# Information given:
------------
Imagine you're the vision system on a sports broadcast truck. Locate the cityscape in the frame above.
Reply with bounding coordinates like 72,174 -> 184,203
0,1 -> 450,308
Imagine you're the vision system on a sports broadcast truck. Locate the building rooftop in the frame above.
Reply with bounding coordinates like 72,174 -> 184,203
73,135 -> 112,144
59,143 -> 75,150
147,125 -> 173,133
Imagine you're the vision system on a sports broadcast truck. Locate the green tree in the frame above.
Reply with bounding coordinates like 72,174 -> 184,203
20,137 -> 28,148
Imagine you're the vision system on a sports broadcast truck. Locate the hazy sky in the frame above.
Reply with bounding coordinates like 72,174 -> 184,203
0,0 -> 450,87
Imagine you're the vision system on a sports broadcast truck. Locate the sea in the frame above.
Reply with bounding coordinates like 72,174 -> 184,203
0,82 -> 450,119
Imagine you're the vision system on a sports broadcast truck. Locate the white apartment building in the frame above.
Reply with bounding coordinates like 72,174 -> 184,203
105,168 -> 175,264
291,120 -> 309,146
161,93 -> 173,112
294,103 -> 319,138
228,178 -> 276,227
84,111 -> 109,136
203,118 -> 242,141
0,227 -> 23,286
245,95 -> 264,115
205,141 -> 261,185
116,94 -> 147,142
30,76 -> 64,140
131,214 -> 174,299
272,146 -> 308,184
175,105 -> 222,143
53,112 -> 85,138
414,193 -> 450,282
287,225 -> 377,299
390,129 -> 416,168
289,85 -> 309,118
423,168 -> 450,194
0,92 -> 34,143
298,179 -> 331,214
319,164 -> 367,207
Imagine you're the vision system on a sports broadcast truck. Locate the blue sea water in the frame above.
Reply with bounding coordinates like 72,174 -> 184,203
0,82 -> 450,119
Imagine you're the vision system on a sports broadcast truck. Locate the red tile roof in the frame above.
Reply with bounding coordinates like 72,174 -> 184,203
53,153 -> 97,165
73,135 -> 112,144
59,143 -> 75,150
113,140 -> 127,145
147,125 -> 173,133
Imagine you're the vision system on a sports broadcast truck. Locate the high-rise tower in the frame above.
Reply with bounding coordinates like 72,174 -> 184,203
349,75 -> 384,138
------------
# Exercise task:
Rewrite all the entries, putting "news helicopter" wherever "sports broadcast truck" appears and leaving every other part of each line unchanged.

# Response to this exercise:
Imagine you're the vision system on a news helicopter. Locate the cityscape in the frame above.
Reply with bounding coordinates like 72,174 -> 184,203
0,1 -> 450,308
Imagine you're the vision system on a news helicopter. Locate the building rooftop in the frame above.
Reply with bounding coordinates like 72,174 -> 184,203
73,135 -> 112,144
59,143 -> 75,150
147,125 -> 173,133
Imagine you're the vision system on a news helicopter. Locate the green tree in the frame above.
Reply with bounding coordinates like 72,174 -> 184,203
20,137 -> 28,148
Imagine you're the vision system on a news helicopter. Locate the hazy sky in the frame above.
Reply with bounding coordinates like 72,174 -> 184,203
0,0 -> 450,87
Imagine you're the vision system on a news helicopter. Locate the sea in the frame above.
Reply with bounding coordinates like 72,174 -> 184,203
0,82 -> 450,119
Imagine you're the vision system on a news helicopter. Locate the white apartment building in the frame above.
Reply with bounding coordinates like 72,174 -> 184,203
105,168 -> 175,264
291,120 -> 309,146
161,93 -> 173,112
294,103 -> 319,138
228,178 -> 276,227
84,111 -> 109,136
203,118 -> 242,141
0,227 -> 23,286
245,95 -> 264,115
205,141 -> 261,185
116,94 -> 147,142
30,76 -> 64,140
131,214 -> 174,299
272,146 -> 308,184
175,105 -> 222,143
53,112 -> 85,138
414,193 -> 450,282
287,225 -> 377,299
390,129 -> 416,168
289,85 -> 309,118
423,168 -> 450,194
0,92 -> 34,143
298,179 -> 331,214
319,164 -> 367,207
Imagine you're the vision system on a news helicopter. Locate the blue sea water in the frame above.
Reply with bounding coordinates like 72,174 -> 184,203
0,82 -> 450,119
Imagine you're the vision system on a news helicopter. Locate the red tile roof in the frame above.
Reply with bounding coordinates like 72,174 -> 184,203
53,153 -> 97,165
73,135 -> 112,144
59,143 -> 75,150
113,140 -> 127,145
147,125 -> 173,133
Imagine you're the vision system on a news helicopter. Locate the high-rise tower in the frame above.
Reply with bounding coordinates like 72,174 -> 184,203
349,75 -> 384,138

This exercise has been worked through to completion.